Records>
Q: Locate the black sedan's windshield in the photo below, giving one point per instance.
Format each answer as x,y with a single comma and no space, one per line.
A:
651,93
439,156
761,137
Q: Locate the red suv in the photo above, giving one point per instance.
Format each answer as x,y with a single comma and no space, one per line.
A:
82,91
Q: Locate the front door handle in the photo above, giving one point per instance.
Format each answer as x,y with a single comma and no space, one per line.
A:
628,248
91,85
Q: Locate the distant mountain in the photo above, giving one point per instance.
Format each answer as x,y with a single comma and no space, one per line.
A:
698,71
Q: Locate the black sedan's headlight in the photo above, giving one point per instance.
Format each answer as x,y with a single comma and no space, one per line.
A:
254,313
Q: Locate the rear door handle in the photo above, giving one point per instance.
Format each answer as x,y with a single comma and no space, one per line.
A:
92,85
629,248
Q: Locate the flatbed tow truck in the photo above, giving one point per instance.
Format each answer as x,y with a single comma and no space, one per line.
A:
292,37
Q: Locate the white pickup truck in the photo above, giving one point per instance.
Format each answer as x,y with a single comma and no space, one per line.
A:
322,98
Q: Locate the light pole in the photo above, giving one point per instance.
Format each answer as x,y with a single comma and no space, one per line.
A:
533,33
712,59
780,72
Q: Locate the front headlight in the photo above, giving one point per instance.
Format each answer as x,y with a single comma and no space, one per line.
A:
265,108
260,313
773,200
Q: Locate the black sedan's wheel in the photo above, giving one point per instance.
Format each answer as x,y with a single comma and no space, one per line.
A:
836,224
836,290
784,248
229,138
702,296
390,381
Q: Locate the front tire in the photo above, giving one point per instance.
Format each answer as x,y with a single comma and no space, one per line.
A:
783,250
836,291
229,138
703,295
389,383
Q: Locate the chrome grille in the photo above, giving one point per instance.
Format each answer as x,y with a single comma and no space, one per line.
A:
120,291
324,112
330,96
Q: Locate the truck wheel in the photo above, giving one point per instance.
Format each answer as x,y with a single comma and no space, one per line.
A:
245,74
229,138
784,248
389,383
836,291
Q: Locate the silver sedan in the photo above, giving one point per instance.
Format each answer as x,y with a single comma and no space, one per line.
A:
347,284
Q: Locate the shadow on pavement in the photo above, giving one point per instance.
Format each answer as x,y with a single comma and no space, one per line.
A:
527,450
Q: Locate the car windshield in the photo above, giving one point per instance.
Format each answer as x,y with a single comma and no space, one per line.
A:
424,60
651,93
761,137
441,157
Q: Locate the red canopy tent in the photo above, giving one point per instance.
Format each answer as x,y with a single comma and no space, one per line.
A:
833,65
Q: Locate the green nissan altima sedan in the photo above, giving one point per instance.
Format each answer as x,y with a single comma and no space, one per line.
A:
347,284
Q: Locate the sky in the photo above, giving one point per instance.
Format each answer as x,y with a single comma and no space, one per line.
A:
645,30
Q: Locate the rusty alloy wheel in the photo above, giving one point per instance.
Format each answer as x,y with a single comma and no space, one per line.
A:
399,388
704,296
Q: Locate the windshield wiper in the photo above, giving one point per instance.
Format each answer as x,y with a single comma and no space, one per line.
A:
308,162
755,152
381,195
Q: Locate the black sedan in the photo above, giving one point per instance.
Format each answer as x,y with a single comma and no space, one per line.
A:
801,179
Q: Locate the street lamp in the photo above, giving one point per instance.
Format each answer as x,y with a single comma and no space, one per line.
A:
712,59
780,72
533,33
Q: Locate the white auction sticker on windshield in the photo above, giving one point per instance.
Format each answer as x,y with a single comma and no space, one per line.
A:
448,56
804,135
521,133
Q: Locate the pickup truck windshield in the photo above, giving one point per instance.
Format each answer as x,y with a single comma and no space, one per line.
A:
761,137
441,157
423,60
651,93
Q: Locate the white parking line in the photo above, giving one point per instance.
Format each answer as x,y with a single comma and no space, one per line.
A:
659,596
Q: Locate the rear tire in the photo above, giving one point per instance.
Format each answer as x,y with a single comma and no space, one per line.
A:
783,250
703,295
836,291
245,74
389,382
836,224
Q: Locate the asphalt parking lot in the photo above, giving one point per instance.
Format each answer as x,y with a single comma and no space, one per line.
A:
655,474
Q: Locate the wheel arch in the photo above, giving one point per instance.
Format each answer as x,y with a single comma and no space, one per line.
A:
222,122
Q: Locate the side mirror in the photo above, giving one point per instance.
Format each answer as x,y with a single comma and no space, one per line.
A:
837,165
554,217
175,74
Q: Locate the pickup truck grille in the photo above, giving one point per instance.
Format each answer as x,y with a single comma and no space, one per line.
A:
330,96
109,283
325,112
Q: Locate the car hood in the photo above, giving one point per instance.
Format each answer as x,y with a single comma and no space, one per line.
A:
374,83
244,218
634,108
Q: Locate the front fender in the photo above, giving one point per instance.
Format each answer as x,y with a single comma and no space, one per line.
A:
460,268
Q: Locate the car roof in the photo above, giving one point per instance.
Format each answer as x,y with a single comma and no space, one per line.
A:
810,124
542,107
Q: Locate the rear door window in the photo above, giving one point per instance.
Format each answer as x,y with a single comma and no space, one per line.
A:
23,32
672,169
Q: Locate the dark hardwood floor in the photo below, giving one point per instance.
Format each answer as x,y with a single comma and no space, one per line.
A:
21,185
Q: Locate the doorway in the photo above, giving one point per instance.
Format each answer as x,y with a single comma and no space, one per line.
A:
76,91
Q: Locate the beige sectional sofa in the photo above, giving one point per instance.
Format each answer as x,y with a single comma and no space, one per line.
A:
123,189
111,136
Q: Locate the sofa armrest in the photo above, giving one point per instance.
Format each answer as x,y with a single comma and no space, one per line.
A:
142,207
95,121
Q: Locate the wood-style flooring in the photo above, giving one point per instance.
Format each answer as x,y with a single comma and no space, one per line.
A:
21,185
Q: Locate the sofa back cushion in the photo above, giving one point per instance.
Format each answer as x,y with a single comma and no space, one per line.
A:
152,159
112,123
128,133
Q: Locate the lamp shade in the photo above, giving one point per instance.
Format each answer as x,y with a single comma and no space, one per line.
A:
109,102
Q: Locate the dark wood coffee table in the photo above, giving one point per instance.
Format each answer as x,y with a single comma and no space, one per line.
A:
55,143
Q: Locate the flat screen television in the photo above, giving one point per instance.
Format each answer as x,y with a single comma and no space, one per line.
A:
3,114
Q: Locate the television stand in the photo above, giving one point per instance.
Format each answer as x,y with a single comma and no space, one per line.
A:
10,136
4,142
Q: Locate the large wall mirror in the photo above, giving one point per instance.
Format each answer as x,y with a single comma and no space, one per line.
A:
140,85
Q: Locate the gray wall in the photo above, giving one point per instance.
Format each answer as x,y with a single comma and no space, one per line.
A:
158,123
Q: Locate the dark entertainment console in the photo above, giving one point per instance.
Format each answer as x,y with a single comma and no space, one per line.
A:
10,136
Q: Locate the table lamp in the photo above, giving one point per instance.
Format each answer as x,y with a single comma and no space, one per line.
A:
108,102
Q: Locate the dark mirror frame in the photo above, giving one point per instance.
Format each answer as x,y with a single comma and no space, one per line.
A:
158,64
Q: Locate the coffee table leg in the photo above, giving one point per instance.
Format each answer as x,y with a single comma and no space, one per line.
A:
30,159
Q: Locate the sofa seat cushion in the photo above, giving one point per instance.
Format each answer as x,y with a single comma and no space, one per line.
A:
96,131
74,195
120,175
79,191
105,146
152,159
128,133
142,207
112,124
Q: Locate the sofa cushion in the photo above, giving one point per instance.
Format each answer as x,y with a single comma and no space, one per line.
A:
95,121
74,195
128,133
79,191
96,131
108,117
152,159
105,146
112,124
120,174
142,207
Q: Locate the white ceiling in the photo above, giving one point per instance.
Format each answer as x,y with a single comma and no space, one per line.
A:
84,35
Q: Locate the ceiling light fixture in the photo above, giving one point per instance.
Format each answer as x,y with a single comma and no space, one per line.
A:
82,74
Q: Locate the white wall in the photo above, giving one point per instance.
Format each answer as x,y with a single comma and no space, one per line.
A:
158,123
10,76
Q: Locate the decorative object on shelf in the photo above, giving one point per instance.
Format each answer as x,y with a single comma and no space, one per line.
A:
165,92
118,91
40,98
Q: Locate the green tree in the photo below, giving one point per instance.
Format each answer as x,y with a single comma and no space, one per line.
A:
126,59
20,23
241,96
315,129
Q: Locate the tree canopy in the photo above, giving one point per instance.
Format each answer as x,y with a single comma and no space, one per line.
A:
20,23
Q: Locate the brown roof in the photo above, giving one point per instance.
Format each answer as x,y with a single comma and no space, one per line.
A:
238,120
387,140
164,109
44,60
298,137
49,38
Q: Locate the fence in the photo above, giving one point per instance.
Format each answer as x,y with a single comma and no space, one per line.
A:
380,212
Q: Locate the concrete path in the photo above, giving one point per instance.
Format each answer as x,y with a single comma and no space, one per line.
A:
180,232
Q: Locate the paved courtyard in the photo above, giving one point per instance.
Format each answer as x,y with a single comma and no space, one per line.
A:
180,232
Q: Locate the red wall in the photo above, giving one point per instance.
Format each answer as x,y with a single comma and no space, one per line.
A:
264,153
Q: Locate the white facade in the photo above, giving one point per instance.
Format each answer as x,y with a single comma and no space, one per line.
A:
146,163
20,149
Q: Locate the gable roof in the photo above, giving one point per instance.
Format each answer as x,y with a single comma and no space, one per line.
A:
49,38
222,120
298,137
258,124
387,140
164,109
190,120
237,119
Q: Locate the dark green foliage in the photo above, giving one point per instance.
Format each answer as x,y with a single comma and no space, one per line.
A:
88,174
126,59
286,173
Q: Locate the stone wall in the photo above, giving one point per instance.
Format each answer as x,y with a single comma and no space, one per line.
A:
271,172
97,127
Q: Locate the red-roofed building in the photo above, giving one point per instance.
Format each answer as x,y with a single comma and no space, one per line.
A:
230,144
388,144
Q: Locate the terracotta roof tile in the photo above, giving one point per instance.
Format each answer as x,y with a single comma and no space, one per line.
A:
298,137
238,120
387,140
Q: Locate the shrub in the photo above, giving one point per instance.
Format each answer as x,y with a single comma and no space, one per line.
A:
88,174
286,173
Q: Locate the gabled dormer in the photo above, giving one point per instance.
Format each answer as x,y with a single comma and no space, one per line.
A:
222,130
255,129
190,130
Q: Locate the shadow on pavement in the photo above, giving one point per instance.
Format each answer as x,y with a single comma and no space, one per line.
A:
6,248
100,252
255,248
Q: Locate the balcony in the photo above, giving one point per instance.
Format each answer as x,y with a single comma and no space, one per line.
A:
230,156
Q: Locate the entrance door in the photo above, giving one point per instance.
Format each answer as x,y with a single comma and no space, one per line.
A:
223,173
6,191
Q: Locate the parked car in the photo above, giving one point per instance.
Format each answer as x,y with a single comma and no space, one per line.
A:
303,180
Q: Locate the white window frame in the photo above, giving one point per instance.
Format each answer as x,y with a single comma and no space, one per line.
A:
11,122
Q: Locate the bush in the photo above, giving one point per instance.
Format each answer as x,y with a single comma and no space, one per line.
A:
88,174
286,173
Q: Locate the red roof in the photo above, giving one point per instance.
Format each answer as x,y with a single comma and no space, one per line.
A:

Given task>
Please rewrite the lines from the one containing "Q: Locate the bush" through the end of the records, inclusive, leaving the requests unchanged. Multiply each coordinate in the answers by 0.3 and round it to a whole number, with halves rounded up.

Full answer>
Q: Locate the bush in the photo above, giving one point per instance.
Format each answer as x,y with a single comma and no space, one per line.
A:
26,52
86,52
Q: Locate the red roof in the photo above, giving one point per instance.
Format each answer as x,y with a single comma and no space, one per line.
A:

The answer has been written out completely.